**TEXT FOR ANALYSIS**
..........

Industry Minister Christian Porter's legal action against the ABC and Louise Milligan has ended without a damages payout, both sides of the dispute have confirmed.
The terms of the agreement to discontinue the case are confidential, Mr Porter says.
In a statement on the ABC website, the broadcaster says an online article by Louise Milligan about an alleged historical rape in 1988 will remain online.
"All parties have agreed to not pursue the matter any further. No damages will be paid," the statement read.
"The ABC stands by the importance of the article, which reported on matters of significant public interest, and the article remains online."
Mr Porter told reporters on Monday afternoon that the article was "sensationalist, one-sided, unfair".
"It should never have been reported," he said.
"It has been very difficult. No-one would want to take on the ABC in defamation, particularly not when they said to me that they would defend this right down to the end."
Mr Porter says the ABC came to him with a request for mediation last week.
"I will observe their terms of the agreement which are confidential," he added.
The ABC said it stands by its journalist, Ms Milligan.
Mr Porter outed himself on March 3, nearly a week after the article was published, as the senior cabinet minister referred to in the allegations. He filed a legal claim on March 15, alleging the ABC and Ms Milligan made imputations he raped a 16-year-old girl in 1988.
The article at the heart of the matter has been updated with this editor's note:
"On 26 February 2021, the ABC published an article by Louise Milligan. That article was about a letter to the Prime Minister containing allegations against a senior cabinet minister. Although he was not named, the article was about the Attorney-General Christian Porter.
"The ABC did not intend to suggest that Mr Porter had committed the criminal offences alleged. The ABC did not contend that the serious accusations could be substantiated to the applicable legal standard - criminal or civil. However, both parties accept that some readers misinterpreted the article as an accusation of guilt against Mr Porter. That reading, which was not intended by the ABC, is regretted."

..........

Segmentation mask data
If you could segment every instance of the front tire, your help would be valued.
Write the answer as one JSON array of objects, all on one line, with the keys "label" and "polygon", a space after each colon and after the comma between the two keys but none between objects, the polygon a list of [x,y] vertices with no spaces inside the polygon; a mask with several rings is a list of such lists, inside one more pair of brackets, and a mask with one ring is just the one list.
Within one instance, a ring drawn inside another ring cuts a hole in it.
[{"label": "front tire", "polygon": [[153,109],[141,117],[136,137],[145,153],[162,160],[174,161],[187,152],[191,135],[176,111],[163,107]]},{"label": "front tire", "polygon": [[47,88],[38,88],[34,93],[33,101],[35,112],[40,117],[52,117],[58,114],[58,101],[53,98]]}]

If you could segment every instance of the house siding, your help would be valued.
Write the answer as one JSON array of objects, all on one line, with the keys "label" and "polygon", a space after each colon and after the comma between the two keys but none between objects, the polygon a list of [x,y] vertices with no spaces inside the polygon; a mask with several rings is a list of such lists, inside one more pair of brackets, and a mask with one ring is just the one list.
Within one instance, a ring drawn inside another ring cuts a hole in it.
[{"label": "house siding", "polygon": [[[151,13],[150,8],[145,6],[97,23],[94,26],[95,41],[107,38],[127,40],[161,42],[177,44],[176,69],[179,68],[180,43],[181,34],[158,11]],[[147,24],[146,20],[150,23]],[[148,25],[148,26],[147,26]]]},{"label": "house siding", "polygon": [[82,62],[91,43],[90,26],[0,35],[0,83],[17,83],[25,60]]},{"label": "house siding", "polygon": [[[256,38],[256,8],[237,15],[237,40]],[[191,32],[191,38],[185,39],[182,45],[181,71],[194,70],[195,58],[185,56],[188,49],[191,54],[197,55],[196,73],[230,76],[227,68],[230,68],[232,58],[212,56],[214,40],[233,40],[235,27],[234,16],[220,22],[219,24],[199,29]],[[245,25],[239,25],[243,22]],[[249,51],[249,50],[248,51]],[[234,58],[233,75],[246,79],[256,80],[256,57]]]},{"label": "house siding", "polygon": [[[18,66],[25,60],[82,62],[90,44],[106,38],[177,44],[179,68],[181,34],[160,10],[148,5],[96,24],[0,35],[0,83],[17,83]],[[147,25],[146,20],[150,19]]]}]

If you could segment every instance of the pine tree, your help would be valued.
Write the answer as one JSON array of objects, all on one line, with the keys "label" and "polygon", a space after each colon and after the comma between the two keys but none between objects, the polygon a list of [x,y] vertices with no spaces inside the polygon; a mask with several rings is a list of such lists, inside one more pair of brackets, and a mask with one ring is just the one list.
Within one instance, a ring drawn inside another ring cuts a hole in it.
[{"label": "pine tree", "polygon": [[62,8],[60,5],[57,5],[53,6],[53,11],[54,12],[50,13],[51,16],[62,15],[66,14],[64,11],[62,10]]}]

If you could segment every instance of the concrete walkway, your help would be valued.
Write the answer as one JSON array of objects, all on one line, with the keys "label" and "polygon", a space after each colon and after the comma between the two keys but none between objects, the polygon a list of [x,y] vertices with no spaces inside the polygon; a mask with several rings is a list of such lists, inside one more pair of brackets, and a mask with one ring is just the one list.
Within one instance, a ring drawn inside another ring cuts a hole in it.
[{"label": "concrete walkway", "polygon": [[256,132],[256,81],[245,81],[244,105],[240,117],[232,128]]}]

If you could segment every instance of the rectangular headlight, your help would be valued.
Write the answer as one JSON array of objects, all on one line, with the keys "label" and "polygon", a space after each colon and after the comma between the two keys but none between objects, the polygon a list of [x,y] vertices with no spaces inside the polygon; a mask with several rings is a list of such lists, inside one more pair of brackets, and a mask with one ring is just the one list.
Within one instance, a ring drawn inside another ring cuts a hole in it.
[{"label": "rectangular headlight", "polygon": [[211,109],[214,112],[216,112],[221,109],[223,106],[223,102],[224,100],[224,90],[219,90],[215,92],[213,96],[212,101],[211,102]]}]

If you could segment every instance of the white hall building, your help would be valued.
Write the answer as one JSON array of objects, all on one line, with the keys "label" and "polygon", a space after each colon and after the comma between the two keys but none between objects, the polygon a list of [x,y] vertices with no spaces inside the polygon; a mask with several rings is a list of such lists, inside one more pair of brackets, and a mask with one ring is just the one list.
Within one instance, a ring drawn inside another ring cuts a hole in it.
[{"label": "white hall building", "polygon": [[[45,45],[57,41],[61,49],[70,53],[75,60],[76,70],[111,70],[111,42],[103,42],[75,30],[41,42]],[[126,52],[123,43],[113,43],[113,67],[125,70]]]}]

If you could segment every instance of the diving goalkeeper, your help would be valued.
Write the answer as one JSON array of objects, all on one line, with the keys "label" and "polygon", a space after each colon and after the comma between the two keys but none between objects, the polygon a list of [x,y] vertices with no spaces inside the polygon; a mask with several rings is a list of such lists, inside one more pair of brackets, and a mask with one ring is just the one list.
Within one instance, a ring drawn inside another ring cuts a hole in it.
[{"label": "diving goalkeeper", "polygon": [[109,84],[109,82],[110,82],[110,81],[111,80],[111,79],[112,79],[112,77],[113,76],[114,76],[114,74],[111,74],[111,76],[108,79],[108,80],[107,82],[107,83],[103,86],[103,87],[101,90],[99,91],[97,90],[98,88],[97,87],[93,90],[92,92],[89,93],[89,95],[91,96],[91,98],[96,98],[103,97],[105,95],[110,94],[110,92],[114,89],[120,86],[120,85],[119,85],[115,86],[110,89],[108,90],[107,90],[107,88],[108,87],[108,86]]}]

..........

**TASKS TO COMPLETE**
(a) According to the news report on Christian Porter's lawsuit, on what date did he file his legal claim?
(b) Output the news report on Christian Porter's lawsuit between "Industry Minister Christian" and "will remain online.", inclusive.
(c) Pick up the news report on Christian Porter's lawsuit after its final sentence and keep it going.

**RESPONSES PER TASK**
(a) March 15

(b)
Industry Minister Christian Porter's legal action against the ABC and Louise Milligan has ended without a damages payout, both sides of the dispute have confirmed.
The terms of the agreement to discontinue the case are confidential, Mr Porter says.
In a statement on the ABC website, the broadcaster says an online article by Louise Milligan about an alleged historical rape in 1988 will remain online.

(c)
Christian Porter has discontinued his case. The ABC will pay him no damages. I stand by my journalism & proud to work @4corners & grateful to the ABC & our brilliant legal team for supporting public interest journalism. Thanks, everyone, for your support. https://t.co/1l0h3SjlAQ— Louise Milligan (@Milliganreports) May 31, 2021
Mr Porter lost the attorney-general portfolio in a reshuffle nine weeks ago after returning from medical leave to deal with the stress of the matters.
He outing himself as the senior cabinet minister referred to in the ABC story nearly a week after the article was published, and strenuously denied allegations he raped the young woman in 1988.
While facing the reporters who had been reporting on the allegations against an unnamed minister at that point, Mr Porter said he had been subject to "the most wild, intense and unrestrained series of accusations that I can remember in modern Australian politics".
The case itself had plenty of its own twists with the former attorney-general applying earlier this month to have parts of the ABC's defence made confidential pending decision on whether it should be struck out.